── Data supplied ──
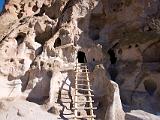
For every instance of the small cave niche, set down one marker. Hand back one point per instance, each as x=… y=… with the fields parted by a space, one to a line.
x=150 y=86
x=129 y=46
x=34 y=8
x=11 y=60
x=136 y=45
x=41 y=63
x=152 y=53
x=96 y=24
x=57 y=42
x=81 y=57
x=112 y=55
x=20 y=37
x=120 y=51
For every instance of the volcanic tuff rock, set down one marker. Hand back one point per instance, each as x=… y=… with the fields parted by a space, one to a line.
x=41 y=39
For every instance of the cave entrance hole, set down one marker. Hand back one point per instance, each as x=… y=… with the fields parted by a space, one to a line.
x=112 y=55
x=150 y=86
x=20 y=38
x=57 y=43
x=81 y=57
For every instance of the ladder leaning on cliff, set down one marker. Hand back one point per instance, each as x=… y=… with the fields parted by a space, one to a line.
x=82 y=83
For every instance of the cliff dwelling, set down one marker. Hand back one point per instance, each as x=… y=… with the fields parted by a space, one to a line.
x=80 y=60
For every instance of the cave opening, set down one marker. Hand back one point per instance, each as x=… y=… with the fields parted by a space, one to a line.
x=81 y=57
x=20 y=38
x=112 y=55
x=150 y=86
x=57 y=43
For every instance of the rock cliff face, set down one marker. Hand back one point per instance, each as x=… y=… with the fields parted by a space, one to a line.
x=41 y=41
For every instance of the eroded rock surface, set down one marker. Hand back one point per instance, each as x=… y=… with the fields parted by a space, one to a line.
x=42 y=40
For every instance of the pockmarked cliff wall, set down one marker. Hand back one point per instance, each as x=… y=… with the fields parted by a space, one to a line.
x=41 y=39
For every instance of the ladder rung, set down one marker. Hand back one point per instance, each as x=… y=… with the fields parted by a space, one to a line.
x=83 y=85
x=81 y=72
x=92 y=116
x=85 y=95
x=84 y=89
x=85 y=108
x=80 y=80
x=84 y=101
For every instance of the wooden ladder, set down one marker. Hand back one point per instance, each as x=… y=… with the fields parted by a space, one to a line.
x=82 y=83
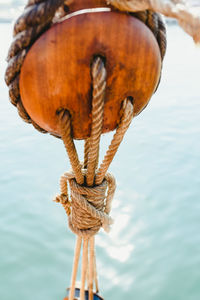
───
What is asked: Lay out every line of the listing above as a numbered list, skipping any blank lines and leaving the pictures out.

Exercise result:
1. For every instance of the small cave niche, set down one marker. Hand back one point per instance, each as x=… y=… with the fields parted by a space, one to a line.
2. x=150 y=86
3. x=129 y=46
4. x=34 y=8
5. x=11 y=60
6. x=136 y=45
7. x=41 y=63
8. x=152 y=53
9. x=96 y=24
10. x=57 y=42
11. x=81 y=57
12. x=112 y=55
13. x=20 y=37
14. x=120 y=51
15. For every instance of the volcanic tuff rock, set down one marker. Hand back one point per instance, each as x=… y=… with the fields parted by a space, one to a line.
16. x=41 y=39
17. For every instance of the cave entrance hole, set down one marker. Hand back one point per instance, each as x=… y=… with the fields parted by a space, one to a line.
18. x=112 y=55
19. x=150 y=86
20. x=20 y=38
21. x=57 y=43
22. x=81 y=57
23. For every instance of the ladder leaning on cliff, set down one marker. Hand back one point per instance, each as x=… y=… with the fields parted by a space, one to a line.
24. x=82 y=83
25. For every instance of the cliff dwelling, set down one marker. Hand back one point per instance, each as x=… y=… with the fields parted by a space, one to a line.
26. x=80 y=60
27. For every instance of the cave opening, set down one marker. Hand back one point per instance, each as x=… y=… with the fields parted by a space, one to a line.
28. x=81 y=57
29. x=20 y=38
30. x=112 y=55
31. x=150 y=86
32. x=57 y=43
33. For every instance of the rock cliff face, set down one marker. Hand back one point per instance, each as x=… y=… with the fields parted by a space, one to a line.
34. x=41 y=41
35. For every instance of the eroded rock surface, set down one marker. Hand back one point per instance, each as x=… y=… with the fields parted by a space, one to a line.
36. x=42 y=40
37. For every instance of the pockmarked cliff wall, set down one marker. Hand back one point per instance, each as x=… y=… with the fields parted by a space, one to a line.
38. x=41 y=39
39. For every instance of the ladder rung, set down one marker. Hand back one point per instance, each as x=… y=… with the fields parted by a space, one to a line.
40. x=83 y=85
41. x=81 y=72
42. x=92 y=116
43. x=85 y=95
44. x=84 y=89
45. x=85 y=108
46. x=80 y=80
47. x=84 y=101
48. For every instance of the wooden ladder, set down one marker. Hand back one point per instance, each as x=… y=… with the fields parted by a space, one to a line.
49. x=82 y=83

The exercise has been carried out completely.